== Source excerpt ==
----

Ramon Antonio Peña (born January 9, 1982), is a Dominican former professional baseball pitcher.

He throws a 4-seam and 2-seam fastball, slider, and a changeup. Pena's slider is considered to have above average break, and his 4-seam fastball is better than his stats would indicate, judging by velocity and control.

Professional career

Arizona Diamondbacks
Peña was signed by the Arizona Diamondbacks as an undrafted free agent on June 13, 2002. Peña played under the identity of his nephew Adriano Rosario in his first two seasons of Double-A baseball.

He made his MLB debut on July 18, 2006. As a rookie, he went 3–4 with a 5.58 ERA over  innings. He struck out 21, while walking eight and giving up six home runs. After boasting a 1.04 ERA in the month of July, Peña struggled in August with a 6.59 ERA and September with a 9.82 ERA. In the last month of the season, he posted two scoreless outings over six appearances.

----

== Task inputs ==
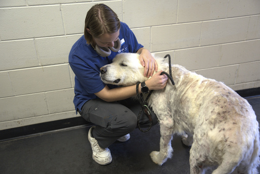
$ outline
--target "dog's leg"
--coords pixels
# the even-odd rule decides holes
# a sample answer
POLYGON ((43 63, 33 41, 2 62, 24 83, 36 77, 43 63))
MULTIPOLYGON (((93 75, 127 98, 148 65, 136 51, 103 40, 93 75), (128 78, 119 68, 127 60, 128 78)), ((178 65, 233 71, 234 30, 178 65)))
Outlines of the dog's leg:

----

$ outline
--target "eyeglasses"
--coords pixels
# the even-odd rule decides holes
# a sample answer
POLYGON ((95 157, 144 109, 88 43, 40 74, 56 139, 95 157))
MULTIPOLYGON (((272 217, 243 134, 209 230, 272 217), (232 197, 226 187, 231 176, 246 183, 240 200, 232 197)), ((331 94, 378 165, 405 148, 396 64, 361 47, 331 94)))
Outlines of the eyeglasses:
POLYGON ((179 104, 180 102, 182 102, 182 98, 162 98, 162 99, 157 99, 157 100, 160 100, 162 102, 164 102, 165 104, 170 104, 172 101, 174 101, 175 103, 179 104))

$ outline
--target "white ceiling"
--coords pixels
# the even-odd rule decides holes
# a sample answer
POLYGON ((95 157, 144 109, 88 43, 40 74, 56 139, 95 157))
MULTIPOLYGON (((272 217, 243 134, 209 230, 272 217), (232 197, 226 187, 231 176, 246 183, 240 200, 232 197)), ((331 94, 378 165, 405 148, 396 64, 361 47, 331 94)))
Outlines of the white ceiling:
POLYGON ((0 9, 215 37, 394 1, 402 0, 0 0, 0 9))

----

== Set task 1 ==
Answer these questions from the Peña profile:
(a) Which pitches does he throw?
(b) On what date did the Arizona Diamondbacks sign him?
(c) What was his ERA in the month of July of his rookie season?
== Set task 2 ==
How many lines of the listing contain the word "eyeglasses"? Case counts; give only the number.

== Task output 1 ==
(a) A 4-seam and 2-seam fastball, a slider, and a changeup.
(b) June 13, 2002.
(c) 1.04.

== Task output 2 ==
2